PROBLEM STATEMENT
Copy out all the records, word for word.

Stored records:
====
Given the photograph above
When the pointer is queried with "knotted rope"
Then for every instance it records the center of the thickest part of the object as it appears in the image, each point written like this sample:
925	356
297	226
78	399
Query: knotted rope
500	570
====
ANSWER AREA
Given the photograph above
When the pointer is queried with "knotted rope"
Then for every instance it records the center of the thickest part of the object as it appears in the image, each point written like this sample:
925	356
297	226
78	399
Query: knotted rope
500	570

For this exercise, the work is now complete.